**DOCUMENT SEGMENT**
::::
Roughly seven months after the last major update, WordPress 4.8 became available Thursday morning.
The release was met with mild fanfare, especially given that there were other events going on at the time. But that doesn’t diminish the importance of it. Sure, the release doesn’t break much new ground or introduce anything amazing like the WP REST API in 4.7, but it’s another solid, quality release from the volunteers working in core. And it sets up later releases which are sure to change the game for WordPress.
Here’s what’s in the new release and how it makes it a solid update.
New, cool widgets
The first, and arguable best, item in the changelog is a massive help for developers and users alike. But not because it breaks any massive ground or changes the direction of the web.
Instead this item answers the question users have and ask devs all the time: how do I put an image or video into the sidebar?
New for WordPress 4.8, the core dev team added image and video widgets that can be added to any sidebar. Users can now easily select an image or a video for sidebars with a great user experience and without having to go to Google. Before this, adding an image required uploading the image via the media section and then copying the image url and inserting it as an image tag in the text widget. Doing that with videos was essentially the same.
::::
**SOURCE INFORMATION**
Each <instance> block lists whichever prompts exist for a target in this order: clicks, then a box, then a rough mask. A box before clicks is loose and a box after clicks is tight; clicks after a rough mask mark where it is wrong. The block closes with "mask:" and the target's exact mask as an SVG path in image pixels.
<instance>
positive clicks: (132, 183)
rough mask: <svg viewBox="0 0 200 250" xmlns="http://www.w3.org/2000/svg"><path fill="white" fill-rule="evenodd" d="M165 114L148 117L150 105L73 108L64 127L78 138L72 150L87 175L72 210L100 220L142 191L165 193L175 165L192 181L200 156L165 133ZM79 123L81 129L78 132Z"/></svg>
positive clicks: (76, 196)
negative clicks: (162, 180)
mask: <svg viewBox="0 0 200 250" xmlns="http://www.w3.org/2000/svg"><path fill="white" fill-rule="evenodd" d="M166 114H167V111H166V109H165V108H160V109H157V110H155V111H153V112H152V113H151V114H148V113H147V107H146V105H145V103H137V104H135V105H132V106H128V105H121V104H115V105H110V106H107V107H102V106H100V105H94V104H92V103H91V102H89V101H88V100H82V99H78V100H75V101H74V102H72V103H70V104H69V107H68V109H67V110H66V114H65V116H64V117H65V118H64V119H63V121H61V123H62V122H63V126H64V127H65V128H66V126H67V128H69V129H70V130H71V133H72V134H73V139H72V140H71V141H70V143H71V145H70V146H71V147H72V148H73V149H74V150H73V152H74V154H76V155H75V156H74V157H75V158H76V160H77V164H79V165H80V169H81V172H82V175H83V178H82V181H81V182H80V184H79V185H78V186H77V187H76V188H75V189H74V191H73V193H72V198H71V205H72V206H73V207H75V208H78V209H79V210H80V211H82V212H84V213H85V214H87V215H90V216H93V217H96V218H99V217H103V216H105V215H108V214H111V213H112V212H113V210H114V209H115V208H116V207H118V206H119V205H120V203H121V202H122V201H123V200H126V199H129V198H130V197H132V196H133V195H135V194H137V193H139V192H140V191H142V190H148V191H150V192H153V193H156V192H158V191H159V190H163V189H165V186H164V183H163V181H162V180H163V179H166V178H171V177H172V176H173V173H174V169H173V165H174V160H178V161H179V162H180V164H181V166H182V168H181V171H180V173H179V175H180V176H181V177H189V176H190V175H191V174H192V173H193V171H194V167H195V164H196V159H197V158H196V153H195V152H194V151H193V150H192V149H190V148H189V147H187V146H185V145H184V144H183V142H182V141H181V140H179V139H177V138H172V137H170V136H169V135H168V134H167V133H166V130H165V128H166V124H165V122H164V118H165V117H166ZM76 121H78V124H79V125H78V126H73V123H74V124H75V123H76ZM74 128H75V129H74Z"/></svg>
::::
**PROBLEM SET**
1/ In the WordPress 4.8 article, what kinds of widgets did the core dev team add?
2/ From the WordPress 4.8 article, copy the stretch from "The release was" through "of the web.".
You won't need the lines to do this.

**OUTPUTS BY TASK**
1/ Image and video widgets.

2/
The release was met with mild fanfare, especially given that there were other events going on at the time. But that doesn’t diminish the importance of it. Sure, the release doesn’t break much new ground or introduce anything amazing like the WP REST API in 4.7, but it’s another solid, quality release from the volunteers working in core. And it sets up later releases which are sure to change the game for WordPress.
Here’s what’s in the new release and how it makes it a solid update.
New, cool widgets
The first, and arguable best, item in the changelog is a massive help for developers and users alike. But not because it breaks any massive ground or changes the direction of the web.